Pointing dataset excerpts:
<<<<

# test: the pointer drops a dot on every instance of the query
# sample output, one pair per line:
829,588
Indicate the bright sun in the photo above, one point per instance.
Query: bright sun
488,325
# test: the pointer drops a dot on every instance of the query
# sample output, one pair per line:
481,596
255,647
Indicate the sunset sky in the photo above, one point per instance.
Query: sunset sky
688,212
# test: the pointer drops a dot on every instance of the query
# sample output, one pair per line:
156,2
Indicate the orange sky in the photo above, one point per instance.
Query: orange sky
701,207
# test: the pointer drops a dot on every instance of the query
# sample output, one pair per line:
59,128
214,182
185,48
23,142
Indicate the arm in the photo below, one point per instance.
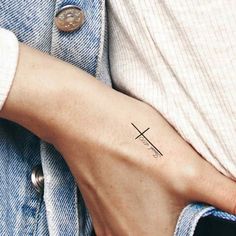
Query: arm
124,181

>>>>
<<<<

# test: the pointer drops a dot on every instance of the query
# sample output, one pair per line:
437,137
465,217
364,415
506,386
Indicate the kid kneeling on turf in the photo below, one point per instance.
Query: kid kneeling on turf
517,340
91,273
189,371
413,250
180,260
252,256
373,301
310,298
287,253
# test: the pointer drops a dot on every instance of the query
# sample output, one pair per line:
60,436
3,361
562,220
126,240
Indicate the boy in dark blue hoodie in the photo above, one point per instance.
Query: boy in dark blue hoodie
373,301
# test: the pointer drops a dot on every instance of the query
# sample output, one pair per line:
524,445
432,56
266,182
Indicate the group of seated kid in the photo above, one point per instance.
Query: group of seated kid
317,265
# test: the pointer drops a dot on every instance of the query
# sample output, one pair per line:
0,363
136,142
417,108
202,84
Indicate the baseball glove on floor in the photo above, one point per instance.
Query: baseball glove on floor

>>>>
<<<<

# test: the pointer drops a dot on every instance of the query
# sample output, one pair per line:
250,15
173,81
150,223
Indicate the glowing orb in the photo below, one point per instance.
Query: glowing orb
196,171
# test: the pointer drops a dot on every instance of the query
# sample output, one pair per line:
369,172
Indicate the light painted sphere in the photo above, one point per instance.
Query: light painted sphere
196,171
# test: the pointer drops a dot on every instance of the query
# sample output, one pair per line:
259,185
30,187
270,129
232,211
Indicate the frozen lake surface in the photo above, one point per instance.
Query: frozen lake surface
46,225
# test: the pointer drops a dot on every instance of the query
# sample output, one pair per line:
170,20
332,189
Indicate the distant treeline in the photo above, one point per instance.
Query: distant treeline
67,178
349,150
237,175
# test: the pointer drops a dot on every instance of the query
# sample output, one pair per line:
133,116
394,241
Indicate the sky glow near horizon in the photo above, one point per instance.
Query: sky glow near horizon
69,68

>>>>

Find every line in the listing above that contains the word "distant" and copy each one. Match case exactly.

▶ _COMPLETE OUTPUT_
Indicate the distant treeline in the photo above, one point per instance.
Query: distant treeline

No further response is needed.